The problem ▸
An exact reproduction is required of the lines from the beginning of the entries through the line with "183), (504, 295)]]", pictures excluded and nothing added.

Exercise input ▸
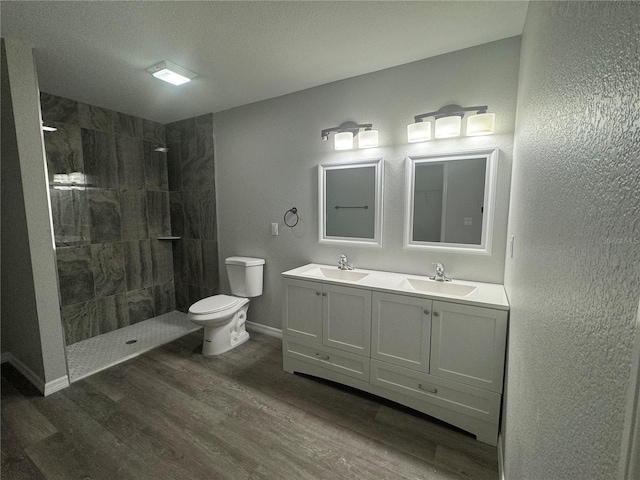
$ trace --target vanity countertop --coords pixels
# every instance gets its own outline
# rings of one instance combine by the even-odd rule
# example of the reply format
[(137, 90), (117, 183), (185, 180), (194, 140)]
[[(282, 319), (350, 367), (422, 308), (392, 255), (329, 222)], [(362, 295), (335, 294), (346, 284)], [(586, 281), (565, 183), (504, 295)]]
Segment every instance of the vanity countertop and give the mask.
[(364, 268), (339, 270), (335, 265), (317, 263), (310, 263), (283, 272), (282, 276), (379, 292), (399, 293), (431, 300), (445, 300), (465, 305), (509, 310), (504, 287), (497, 283), (469, 282), (457, 279), (451, 282), (436, 282), (435, 280), (430, 280), (427, 276), (366, 270)]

Result of the task ▸
$ trace --target vanity countertop --coords pixels
# every instance gets its own outline
# rings of one instance combine by the even-odd rule
# example of the reply format
[(137, 90), (117, 183), (185, 180), (194, 140)]
[[(282, 319), (350, 367), (422, 308), (392, 255), (329, 222)], [(362, 295), (335, 294), (346, 284)], [(586, 281), (565, 183), (504, 295)]]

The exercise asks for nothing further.